_TEXTE DU DOCUMENT_:
Il y a celle qui me demande de l’aider à ouvrir le robinet de l’évier.
Il y a celui qui dit que quand je veux, je peux venir lui rendre visite.
Et il y a celui qui me dit qu’il regrette que j’habite sur un hémisphère différent du sien, parce que vraiment…
Il y a celle qui me demande de discrètement mettre des bougies sur le petit-déjeuner de son amie.
Il y a ce Néo-Zélandais qui me montre, sur Google Map, sa maison, son quartier, sa plage, la rue qui mène à son travail, et la montagne.
Il y a le chorégraphe de comédie musicale.
Il y a le mec qui sait parler huit langues et qui pourtant ne sait pas parler d’autre chose.
Il y a le mec qui vient pour deux jours, puis rajoute une nuit, puis une autre, puis une autre, puis va ouvrir la porte quand ça sonne, puis propose son aide au petit-déjeuner.
Il y a celles qui vient d’une colonie israélienne et qui affirment, sans sentir la gène ambiante, que « nous quand on nous provoque on est obligés de répondre ».

Il y a ce grand blond qui s’assied patiemment et me dévisage tout le long du petit-déjeuner. Il est beau.
Il y a celle qui m’écrit mon nom en coréen et rajoute des coeurs autour.
Il y a celui qui vient de Mulhouse. Et c’est bizarre.
Il y a celle qui se marie bientôt, et toutes ses copines.
Il y a celui qui vient des Highlands et qui s’apprête à prendre l’avion pour Hambourg, en kilt, comme d’habitude.

_EXERCICES_:
• 1. Dans le texte du document, qu'est-ce qui oblige celles qui viennent d'une colonie israélienne à répondre, d'après leurs propres paroles ?
• 2. Imprimez tout le texte du document, depuis « Il y a celles » jusqu'à « Et c’est bizarre. ».
Les entrées ci-après forment un matériau distinct du texte du document.

Entrées d'annotation par coordonnées
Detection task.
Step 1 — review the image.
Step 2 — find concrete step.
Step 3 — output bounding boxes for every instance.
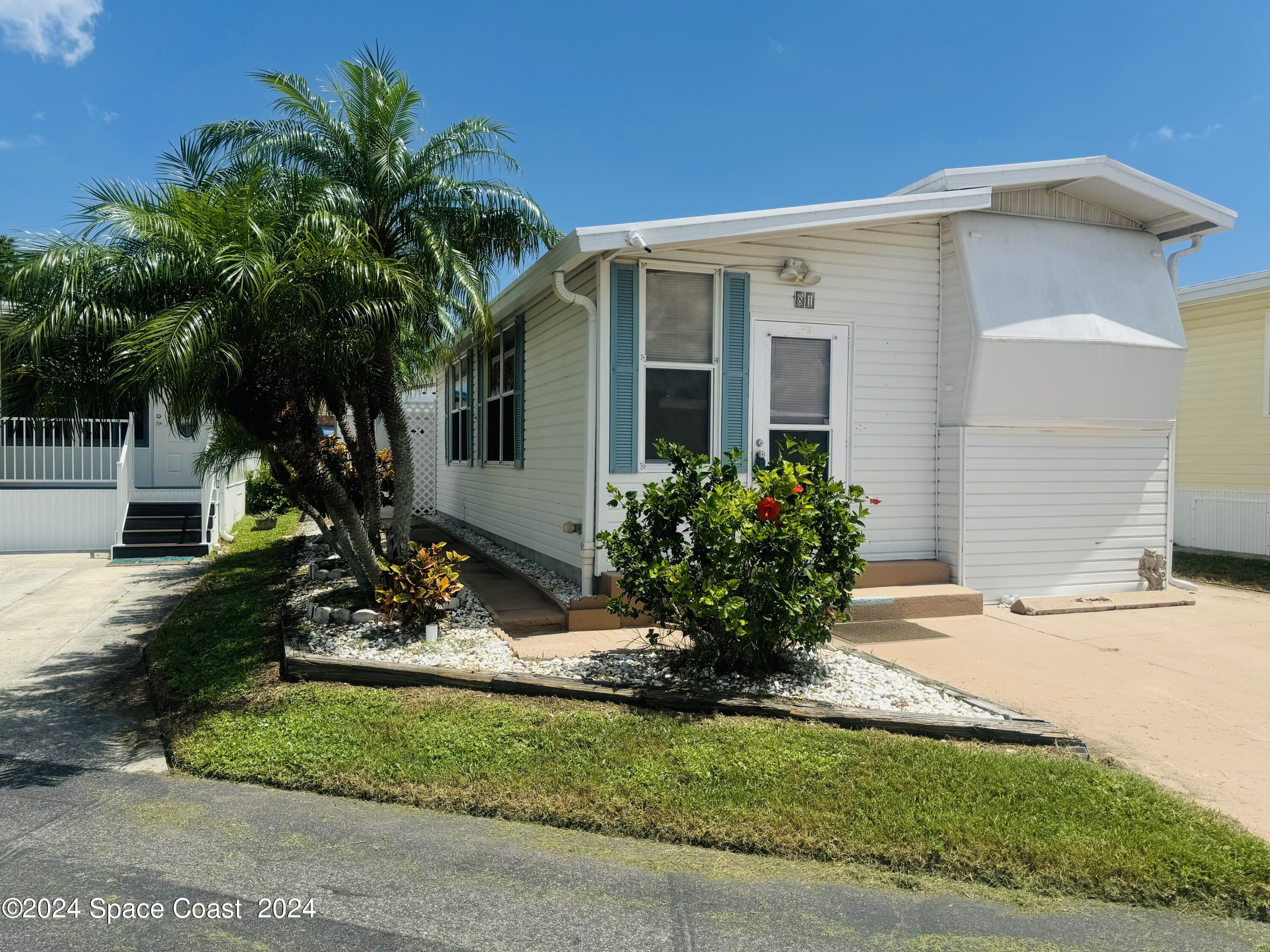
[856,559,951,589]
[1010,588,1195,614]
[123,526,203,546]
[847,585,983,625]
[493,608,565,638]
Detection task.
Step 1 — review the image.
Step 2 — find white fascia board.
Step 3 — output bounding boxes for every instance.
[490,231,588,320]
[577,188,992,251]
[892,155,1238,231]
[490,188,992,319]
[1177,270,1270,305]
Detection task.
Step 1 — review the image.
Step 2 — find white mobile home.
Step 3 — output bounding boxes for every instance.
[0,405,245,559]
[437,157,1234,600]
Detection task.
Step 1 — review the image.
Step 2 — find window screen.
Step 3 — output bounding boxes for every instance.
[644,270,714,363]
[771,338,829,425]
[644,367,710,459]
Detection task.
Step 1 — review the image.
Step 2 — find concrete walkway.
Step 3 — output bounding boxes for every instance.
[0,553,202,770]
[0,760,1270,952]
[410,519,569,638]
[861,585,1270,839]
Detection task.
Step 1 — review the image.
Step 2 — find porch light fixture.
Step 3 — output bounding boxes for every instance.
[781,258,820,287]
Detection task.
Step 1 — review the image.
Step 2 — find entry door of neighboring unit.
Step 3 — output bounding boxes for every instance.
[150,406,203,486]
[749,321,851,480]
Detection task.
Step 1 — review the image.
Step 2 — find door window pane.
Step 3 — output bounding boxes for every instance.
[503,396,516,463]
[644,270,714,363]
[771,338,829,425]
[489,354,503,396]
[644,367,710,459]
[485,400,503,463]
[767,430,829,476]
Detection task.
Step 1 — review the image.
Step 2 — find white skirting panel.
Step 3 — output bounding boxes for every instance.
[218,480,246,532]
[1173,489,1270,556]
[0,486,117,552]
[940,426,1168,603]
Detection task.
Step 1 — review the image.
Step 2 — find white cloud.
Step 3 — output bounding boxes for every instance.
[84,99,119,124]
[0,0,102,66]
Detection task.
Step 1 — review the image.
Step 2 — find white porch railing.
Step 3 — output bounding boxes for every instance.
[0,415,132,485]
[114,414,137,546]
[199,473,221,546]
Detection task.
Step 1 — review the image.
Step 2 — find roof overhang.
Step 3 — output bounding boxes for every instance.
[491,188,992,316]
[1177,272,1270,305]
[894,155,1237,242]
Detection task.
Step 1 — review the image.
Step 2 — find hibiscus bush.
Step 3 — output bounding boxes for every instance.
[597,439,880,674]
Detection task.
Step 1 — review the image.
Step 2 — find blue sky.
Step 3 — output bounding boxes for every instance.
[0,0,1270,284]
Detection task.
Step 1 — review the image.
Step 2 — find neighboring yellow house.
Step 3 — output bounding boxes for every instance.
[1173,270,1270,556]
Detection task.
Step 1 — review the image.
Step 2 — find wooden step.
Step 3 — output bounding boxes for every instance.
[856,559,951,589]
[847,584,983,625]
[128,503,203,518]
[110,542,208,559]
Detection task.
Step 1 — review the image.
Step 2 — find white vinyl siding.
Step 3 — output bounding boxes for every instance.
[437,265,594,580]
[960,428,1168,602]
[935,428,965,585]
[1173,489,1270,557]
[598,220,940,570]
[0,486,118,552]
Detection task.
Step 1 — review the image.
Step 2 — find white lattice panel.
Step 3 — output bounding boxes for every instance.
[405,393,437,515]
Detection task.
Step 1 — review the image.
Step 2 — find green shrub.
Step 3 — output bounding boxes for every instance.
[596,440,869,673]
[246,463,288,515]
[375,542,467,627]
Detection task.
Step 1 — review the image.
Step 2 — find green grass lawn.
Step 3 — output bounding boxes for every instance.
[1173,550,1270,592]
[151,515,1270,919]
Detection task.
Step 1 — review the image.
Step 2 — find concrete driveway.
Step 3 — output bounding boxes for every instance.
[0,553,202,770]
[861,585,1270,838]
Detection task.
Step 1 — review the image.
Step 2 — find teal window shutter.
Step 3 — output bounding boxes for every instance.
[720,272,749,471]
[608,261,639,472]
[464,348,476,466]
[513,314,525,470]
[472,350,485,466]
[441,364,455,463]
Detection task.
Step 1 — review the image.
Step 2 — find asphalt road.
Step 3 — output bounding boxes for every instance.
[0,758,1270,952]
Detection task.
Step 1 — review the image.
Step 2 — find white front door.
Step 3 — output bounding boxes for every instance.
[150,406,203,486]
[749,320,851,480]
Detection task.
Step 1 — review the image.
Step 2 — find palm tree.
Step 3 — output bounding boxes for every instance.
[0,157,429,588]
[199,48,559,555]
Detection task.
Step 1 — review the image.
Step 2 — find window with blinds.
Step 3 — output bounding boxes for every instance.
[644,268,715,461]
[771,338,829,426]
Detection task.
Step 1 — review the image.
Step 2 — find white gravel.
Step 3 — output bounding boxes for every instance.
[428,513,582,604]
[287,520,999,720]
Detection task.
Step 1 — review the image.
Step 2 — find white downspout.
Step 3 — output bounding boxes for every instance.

* * *

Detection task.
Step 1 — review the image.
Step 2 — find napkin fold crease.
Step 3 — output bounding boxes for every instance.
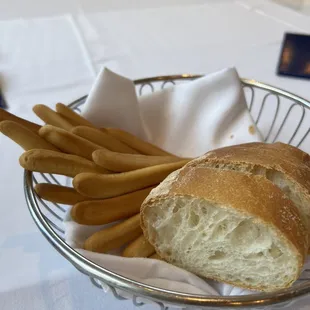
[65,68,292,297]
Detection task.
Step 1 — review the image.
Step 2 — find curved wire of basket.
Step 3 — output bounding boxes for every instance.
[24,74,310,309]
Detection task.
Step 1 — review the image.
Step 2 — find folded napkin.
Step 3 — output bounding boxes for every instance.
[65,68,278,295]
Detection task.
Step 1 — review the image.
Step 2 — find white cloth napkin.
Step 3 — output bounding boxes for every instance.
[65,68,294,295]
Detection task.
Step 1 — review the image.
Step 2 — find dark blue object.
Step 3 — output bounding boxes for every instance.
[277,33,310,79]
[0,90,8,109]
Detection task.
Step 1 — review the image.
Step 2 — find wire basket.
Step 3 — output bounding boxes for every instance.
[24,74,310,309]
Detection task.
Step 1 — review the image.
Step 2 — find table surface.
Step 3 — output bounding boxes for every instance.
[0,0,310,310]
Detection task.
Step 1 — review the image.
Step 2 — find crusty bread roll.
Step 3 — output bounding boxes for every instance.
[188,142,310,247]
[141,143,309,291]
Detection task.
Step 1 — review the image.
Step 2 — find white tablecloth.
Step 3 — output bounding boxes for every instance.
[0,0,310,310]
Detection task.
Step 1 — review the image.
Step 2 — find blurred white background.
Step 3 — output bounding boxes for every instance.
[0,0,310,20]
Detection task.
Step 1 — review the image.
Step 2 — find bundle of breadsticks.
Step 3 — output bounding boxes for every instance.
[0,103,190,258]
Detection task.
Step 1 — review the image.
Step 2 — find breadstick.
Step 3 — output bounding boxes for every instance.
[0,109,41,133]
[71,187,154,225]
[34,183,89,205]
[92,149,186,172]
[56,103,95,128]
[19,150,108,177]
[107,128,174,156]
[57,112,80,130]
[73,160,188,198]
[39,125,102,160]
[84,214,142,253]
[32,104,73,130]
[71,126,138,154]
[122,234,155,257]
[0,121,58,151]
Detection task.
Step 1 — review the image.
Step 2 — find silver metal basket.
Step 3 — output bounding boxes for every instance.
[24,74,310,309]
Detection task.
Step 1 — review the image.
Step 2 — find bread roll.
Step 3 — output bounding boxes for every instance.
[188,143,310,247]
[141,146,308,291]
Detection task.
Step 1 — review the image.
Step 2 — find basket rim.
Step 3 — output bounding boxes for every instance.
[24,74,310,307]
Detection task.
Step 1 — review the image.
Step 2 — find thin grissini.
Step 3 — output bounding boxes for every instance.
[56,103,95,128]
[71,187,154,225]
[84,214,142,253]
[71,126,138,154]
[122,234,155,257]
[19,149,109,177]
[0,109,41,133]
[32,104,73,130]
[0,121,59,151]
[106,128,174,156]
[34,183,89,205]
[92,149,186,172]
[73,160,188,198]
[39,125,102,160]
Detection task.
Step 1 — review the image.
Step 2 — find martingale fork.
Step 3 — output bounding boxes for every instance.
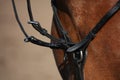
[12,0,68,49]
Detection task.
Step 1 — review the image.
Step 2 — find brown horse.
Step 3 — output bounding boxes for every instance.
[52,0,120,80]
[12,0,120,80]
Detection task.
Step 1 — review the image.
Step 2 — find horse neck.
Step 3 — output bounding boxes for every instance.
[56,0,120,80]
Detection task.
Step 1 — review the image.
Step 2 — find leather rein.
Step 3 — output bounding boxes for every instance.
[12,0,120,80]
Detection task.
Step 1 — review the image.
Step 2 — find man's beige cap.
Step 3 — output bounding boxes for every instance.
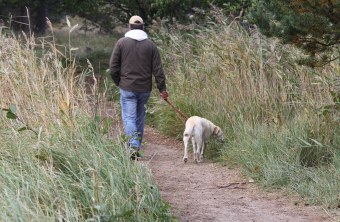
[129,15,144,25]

_CORRIGÉ DES EXERCICES_:
• 1. Le fait d'être provoquées : elles affirment que « nous quand on nous provoque on est obligés de répondre ».

• 2.
Il y a celles qui vient d’une colonie israélienne et qui affirment, sans sentir la gène ambiante, que « nous quand on nous provoque on est obligés de répondre ».

Il y a ce grand blond qui s’assied patiemment et me dévisage tout le long du petit-déjeuner. Il est beau.
Il y a celle qui m’écrit mon nom en coréen et rajoute des coeurs autour.
Il y a celui qui vient de Mulhouse. Et c’est bizarre.